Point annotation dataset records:
+++

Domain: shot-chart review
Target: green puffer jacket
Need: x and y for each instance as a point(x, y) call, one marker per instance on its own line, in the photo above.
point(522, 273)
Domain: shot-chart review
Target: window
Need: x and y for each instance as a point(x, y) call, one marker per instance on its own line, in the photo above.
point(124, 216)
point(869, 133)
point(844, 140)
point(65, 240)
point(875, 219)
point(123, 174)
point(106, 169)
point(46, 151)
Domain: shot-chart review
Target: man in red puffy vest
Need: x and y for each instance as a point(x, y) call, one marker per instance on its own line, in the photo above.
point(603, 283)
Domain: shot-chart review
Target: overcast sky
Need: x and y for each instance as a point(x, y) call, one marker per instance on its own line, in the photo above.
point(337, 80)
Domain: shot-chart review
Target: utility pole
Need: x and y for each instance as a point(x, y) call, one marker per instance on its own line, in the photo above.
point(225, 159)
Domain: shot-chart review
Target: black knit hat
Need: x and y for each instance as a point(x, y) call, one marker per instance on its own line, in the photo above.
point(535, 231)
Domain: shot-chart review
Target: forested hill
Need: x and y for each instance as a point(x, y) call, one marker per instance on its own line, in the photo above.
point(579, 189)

+++

What you will do: Write out every one of the lines above without any changes.

Response:
Domain: shot-chart review
Target: green puffer jacket
Need: x and y for each instance as a point(x, y) call, one marker per instance on its own line, in the photo above.
point(522, 273)
Domain: shot-chart review
Target: window
Need: x and y for each instance as a point(x, y) call, one marker per instance on its own line, in the photo above.
point(124, 216)
point(869, 133)
point(844, 140)
point(65, 240)
point(875, 219)
point(123, 174)
point(106, 169)
point(46, 151)
Domain: shot-chart review
Target: man in red puffy vest
Need: x and y for each instance as a point(x, y) call, one marker per instance on its own line, in the photo above.
point(603, 283)
Domain: shot-chart review
Target: overcast sky
Need: x and y for each instance as a point(x, y) call, one marker per instance on its own line, in the photo above.
point(337, 80)
Domain: shot-chart review
Target: utility pole
Need: x and y for each instance as a point(x, y) call, one marker per instance on its own line, in the photo above.
point(225, 159)
Domain: shot-chart review
Target: black knit hat
Need: x and y for each instance as a point(x, y) call, one marker per instance on its own line, in the photo above.
point(535, 231)
Domain: shot-chart review
Target: forested hill
Need: x and y for each instance as a point(x, y) call, one marker per instance on its own line, in the photo above.
point(579, 189)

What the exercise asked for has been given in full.